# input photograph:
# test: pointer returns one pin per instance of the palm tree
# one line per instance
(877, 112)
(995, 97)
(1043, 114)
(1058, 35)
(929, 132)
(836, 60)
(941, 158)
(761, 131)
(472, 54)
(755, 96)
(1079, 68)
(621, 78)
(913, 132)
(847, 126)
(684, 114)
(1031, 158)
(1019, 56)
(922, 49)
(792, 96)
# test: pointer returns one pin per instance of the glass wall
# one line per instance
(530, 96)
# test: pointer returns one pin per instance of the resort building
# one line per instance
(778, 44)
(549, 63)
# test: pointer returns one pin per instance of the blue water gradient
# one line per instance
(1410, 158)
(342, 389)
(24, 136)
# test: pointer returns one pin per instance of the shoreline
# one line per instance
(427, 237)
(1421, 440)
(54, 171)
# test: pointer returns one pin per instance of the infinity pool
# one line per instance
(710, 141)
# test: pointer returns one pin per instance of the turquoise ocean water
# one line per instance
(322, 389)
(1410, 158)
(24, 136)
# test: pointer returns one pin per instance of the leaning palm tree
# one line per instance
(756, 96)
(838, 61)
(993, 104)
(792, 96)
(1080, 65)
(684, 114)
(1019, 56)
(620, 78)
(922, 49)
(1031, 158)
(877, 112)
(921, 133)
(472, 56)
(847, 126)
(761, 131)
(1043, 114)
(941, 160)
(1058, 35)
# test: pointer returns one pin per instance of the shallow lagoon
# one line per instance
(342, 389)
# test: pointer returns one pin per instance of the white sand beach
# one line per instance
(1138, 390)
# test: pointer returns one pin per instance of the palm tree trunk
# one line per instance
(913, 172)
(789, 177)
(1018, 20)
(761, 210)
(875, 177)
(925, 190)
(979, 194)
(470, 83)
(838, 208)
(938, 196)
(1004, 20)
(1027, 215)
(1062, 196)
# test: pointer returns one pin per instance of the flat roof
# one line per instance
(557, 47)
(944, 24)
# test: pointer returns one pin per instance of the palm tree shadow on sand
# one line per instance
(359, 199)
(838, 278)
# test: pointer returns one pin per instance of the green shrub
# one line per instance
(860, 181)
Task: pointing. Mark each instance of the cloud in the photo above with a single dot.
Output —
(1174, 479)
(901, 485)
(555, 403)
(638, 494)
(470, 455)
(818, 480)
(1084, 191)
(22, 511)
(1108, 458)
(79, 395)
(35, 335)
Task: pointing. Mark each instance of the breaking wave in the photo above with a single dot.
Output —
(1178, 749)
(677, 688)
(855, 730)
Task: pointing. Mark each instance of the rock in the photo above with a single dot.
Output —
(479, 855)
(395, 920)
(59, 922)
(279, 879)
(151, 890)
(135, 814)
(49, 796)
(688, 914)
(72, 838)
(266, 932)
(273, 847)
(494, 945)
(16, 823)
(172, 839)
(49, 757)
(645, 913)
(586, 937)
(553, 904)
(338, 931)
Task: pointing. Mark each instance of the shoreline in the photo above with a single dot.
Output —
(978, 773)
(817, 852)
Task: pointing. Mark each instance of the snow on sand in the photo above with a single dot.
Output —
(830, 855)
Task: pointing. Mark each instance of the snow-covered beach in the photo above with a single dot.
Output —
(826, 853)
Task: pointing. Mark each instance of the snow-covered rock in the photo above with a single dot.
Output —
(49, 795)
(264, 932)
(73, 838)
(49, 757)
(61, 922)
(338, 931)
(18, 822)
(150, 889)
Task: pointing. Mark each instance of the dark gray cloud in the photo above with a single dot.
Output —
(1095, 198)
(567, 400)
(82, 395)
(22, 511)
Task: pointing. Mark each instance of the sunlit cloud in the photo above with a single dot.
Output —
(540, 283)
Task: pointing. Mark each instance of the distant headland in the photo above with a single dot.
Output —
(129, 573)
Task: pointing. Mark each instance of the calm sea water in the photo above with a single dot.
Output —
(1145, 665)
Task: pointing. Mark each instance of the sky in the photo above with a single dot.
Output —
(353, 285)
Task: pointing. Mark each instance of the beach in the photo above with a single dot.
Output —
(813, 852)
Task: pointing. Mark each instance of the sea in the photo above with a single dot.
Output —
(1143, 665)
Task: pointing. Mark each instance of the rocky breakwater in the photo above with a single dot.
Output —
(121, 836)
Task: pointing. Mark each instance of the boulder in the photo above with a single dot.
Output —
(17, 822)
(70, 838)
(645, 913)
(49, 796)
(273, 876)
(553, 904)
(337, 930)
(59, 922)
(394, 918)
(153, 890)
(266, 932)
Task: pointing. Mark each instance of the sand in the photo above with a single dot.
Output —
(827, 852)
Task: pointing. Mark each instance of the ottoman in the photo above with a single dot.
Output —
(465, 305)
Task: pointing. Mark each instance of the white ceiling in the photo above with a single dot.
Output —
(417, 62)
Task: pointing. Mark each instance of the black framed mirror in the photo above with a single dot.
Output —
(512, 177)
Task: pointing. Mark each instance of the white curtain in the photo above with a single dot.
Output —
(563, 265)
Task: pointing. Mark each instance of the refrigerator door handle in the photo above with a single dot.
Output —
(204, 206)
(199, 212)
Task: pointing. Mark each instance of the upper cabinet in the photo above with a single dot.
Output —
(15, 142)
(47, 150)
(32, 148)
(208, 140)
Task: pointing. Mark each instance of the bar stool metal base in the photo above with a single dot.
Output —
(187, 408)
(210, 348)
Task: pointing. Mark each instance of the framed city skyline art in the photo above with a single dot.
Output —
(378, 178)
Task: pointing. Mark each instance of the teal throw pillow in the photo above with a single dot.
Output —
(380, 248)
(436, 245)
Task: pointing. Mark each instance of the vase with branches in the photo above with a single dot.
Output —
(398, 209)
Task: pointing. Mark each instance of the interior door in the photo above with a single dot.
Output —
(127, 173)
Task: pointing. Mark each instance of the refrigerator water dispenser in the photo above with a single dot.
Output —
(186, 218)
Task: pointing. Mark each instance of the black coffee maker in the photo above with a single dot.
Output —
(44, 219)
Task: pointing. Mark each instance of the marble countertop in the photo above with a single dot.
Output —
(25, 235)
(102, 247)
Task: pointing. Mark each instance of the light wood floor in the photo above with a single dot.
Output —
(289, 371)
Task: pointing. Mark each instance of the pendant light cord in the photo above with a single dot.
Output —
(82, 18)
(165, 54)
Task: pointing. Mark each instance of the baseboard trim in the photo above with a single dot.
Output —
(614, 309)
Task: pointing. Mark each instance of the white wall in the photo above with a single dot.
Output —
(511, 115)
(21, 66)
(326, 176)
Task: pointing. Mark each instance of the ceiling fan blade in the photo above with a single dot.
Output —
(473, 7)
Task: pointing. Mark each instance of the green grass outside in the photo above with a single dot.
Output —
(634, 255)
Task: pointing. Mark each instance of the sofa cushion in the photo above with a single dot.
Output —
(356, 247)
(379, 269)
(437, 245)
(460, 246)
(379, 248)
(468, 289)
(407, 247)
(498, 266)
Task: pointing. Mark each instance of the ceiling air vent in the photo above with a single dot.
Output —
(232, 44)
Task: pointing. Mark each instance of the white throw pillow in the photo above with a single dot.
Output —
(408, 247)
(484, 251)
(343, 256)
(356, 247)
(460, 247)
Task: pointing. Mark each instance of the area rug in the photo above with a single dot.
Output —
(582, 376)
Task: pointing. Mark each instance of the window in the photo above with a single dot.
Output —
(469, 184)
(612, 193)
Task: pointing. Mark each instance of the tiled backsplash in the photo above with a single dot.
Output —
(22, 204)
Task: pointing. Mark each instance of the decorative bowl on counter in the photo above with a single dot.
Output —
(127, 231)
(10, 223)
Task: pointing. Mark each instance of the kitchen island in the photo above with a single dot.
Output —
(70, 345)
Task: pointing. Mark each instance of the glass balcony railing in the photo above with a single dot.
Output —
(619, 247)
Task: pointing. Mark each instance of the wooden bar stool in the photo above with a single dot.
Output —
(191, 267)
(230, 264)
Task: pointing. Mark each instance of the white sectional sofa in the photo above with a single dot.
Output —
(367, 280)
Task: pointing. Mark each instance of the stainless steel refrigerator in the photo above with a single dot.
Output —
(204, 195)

**Task goal:** Return precisely the lines of the records, starting with the line that holds "Task: pointing. Mark each instance of the white throw" and ending with the last one.

**Final result:**
Task: pointing. Mark each instance of the white throw pillow in the photo above with a single dot.
Output —
(408, 247)
(484, 251)
(343, 256)
(356, 247)
(460, 247)
Task: pointing. Mark each instance of the area rug in the photo above with a single dot.
Output —
(582, 376)
Task: pointing. Mark each instance of the window in the photo above with a single dot.
Output —
(469, 184)
(612, 193)
Task: pointing. Mark each instance of the tiled backsplash in the photo above with a single dot.
Output —
(22, 204)
Task: pointing. Mark each instance of the decorative bowl on counter in the photo above with a single dot.
Output —
(127, 231)
(10, 223)
Task: pointing. Mark each instance of the kitchen island in the photo above with a single dot.
Output —
(70, 345)
Task: pointing. Mark each instance of the glass balcony railing in the photo above with a single dot.
Output —
(619, 247)
Task: pointing. Mark each instance of the wooden bar stool in the photo above with a single dot.
Output —
(191, 267)
(230, 264)
Task: pointing. Mark each instance of the white sectional sofa in the photo above with a single dot.
Output —
(367, 280)
Task: pointing. Mark each instance of the stainless steel refrigerator in the photo above with a single dot.
Output —
(204, 195)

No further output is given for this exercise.